Please rewrite the records from the line containing "the silhouetted ridge" through the end, substituting "pin" for "marker" and changing nothing else. Leave the pictures out of your answer.

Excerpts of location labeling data
>>>
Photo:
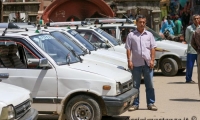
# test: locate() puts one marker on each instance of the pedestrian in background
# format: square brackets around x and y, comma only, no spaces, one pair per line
[191,53]
[196,45]
[168,25]
[140,44]
[178,26]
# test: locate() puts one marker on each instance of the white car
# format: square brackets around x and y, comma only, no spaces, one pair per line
[171,58]
[86,50]
[15,103]
[59,82]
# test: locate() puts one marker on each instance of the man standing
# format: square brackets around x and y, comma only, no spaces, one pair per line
[196,45]
[140,44]
[191,53]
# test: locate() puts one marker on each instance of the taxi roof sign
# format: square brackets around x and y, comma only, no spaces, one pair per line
[56,24]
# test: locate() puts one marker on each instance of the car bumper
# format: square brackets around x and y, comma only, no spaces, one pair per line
[32,114]
[117,105]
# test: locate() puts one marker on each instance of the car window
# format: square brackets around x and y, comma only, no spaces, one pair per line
[110,30]
[81,39]
[67,42]
[124,31]
[16,54]
[59,53]
[113,40]
[92,38]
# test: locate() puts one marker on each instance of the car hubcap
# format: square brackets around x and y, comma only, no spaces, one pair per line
[168,67]
[82,111]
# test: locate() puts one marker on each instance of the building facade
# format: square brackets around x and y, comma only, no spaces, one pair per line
[131,8]
[19,10]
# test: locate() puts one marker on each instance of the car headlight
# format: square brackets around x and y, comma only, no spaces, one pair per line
[118,88]
[8,113]
[183,58]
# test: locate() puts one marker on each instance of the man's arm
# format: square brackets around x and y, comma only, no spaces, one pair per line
[187,34]
[193,43]
[128,51]
[152,58]
[130,64]
[152,51]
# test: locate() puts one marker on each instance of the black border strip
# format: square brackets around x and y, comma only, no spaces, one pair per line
[47,100]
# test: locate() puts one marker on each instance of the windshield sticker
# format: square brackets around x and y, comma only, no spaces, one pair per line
[45,37]
[99,30]
[73,33]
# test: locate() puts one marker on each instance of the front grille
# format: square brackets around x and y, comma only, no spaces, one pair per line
[22,108]
[127,86]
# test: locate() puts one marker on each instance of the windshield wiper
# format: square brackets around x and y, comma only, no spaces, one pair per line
[68,58]
[78,56]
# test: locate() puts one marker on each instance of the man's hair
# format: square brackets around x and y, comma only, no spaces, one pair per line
[140,16]
[195,15]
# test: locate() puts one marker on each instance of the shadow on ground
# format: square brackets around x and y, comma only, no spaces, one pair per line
[181,83]
[158,74]
[185,100]
[55,117]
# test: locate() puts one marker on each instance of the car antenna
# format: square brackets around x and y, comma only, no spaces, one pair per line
[4,32]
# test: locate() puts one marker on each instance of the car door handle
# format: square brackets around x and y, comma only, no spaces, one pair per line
[4,75]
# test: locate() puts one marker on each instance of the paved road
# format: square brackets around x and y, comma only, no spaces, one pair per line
[174,98]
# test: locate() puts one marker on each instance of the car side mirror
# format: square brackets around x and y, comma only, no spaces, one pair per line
[43,62]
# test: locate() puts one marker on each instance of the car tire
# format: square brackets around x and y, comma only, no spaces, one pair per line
[181,70]
[83,107]
[169,67]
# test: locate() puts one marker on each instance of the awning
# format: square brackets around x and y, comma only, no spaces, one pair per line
[142,5]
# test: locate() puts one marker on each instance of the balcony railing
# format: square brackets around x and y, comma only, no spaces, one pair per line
[21,0]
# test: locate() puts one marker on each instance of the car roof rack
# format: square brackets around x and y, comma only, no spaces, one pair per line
[6,30]
[58,24]
[108,20]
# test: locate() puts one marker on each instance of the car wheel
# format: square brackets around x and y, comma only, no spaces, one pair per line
[83,107]
[169,67]
[181,70]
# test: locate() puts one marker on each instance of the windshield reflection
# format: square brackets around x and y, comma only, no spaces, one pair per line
[108,36]
[60,54]
[82,40]
[67,42]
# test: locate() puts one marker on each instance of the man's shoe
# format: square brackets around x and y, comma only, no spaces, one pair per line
[190,82]
[134,107]
[152,107]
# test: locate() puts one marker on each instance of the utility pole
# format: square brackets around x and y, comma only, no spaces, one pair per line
[1,12]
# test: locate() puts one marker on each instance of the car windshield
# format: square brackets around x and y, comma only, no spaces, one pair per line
[59,53]
[82,40]
[156,35]
[67,42]
[108,36]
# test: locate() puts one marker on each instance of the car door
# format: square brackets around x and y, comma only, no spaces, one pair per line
[41,82]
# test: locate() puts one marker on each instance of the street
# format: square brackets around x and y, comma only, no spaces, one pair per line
[174,98]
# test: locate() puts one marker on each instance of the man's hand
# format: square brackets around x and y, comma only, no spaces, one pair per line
[152,64]
[130,65]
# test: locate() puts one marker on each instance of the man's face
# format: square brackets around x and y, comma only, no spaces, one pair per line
[141,23]
[196,20]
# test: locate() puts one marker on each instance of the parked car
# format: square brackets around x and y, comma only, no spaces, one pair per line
[171,61]
[85,49]
[60,82]
[15,102]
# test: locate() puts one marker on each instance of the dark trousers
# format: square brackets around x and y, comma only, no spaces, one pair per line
[191,58]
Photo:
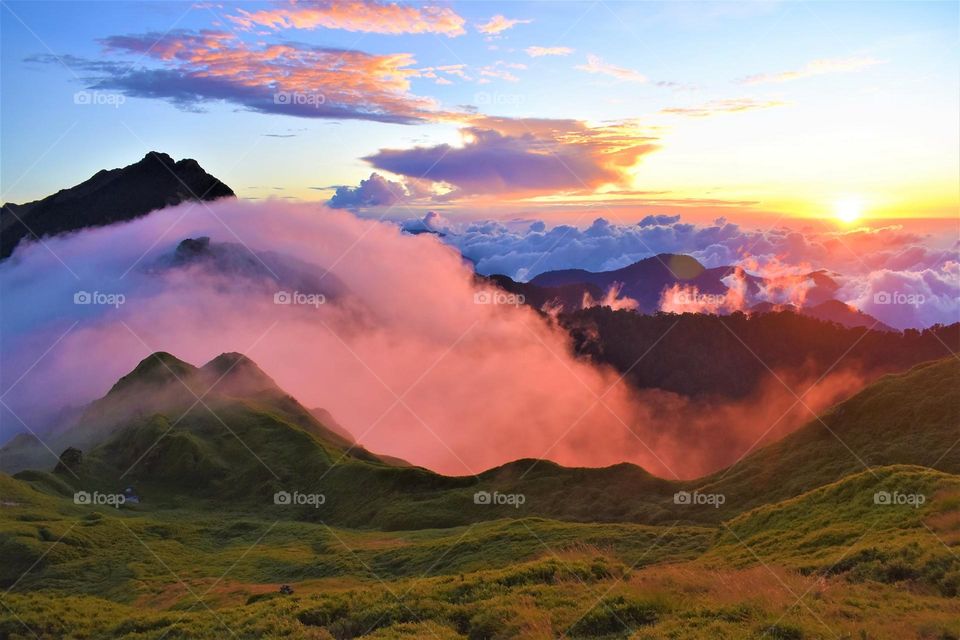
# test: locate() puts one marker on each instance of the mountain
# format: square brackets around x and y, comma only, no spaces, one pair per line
[910,418]
[644,281]
[110,196]
[842,313]
[245,440]
[694,354]
[567,296]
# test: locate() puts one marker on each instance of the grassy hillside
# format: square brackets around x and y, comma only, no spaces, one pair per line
[245,448]
[908,418]
[829,563]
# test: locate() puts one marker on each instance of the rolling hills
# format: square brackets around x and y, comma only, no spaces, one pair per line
[800,544]
[225,433]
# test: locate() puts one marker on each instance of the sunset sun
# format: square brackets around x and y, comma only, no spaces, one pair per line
[848,210]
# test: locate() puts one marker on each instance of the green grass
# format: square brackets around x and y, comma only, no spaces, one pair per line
[864,570]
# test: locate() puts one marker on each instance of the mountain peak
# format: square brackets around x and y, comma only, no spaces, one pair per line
[157,369]
[110,196]
[235,374]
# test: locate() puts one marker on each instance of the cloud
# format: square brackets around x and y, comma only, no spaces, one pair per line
[883,271]
[292,79]
[401,317]
[498,24]
[538,52]
[366,16]
[595,64]
[375,191]
[815,68]
[527,156]
[715,107]
[501,69]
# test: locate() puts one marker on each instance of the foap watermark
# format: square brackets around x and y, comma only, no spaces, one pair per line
[696,498]
[499,297]
[298,499]
[700,299]
[99,298]
[99,499]
[299,298]
[99,98]
[494,98]
[898,297]
[896,498]
[495,497]
[300,98]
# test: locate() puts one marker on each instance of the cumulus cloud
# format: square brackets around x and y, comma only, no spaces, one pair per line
[375,191]
[814,68]
[367,16]
[539,52]
[882,271]
[524,156]
[498,24]
[480,384]
[196,68]
[595,64]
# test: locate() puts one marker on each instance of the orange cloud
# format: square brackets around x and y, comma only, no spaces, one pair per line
[498,24]
[525,157]
[538,52]
[368,16]
[714,107]
[815,68]
[276,78]
[595,64]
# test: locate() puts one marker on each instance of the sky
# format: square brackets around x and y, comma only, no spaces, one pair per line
[754,111]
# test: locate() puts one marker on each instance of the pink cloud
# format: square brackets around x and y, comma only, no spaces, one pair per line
[814,68]
[525,156]
[285,78]
[498,24]
[367,16]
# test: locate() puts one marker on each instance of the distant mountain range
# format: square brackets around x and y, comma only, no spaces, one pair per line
[248,439]
[646,280]
[704,355]
[109,196]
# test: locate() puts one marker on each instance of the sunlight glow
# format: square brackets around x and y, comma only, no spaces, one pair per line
[848,210]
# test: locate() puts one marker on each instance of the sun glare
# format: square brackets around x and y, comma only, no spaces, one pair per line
[848,210]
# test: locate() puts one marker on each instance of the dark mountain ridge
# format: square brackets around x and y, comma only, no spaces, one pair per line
[109,196]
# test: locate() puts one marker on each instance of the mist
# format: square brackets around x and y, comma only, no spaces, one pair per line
[389,332]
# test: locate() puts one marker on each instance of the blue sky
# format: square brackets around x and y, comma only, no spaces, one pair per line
[875,119]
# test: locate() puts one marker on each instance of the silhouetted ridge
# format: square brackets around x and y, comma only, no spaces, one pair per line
[110,196]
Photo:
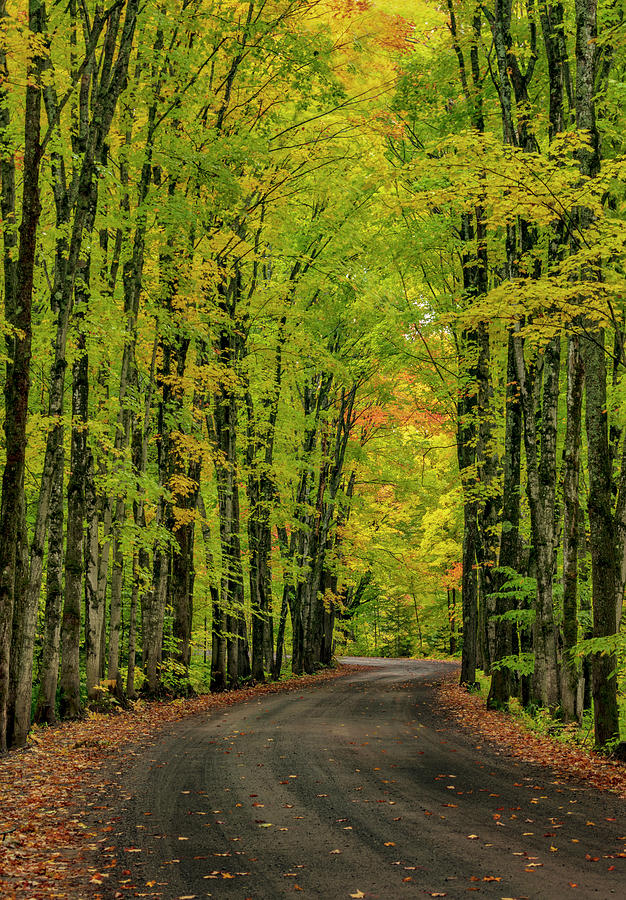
<<<
» Response for this exercise
# test: locate() puts one pin on each instance of the silhouetted ridge
# format: square brackets around x and y, comma only, no spaces, one pair per line
[110,196]
Photo:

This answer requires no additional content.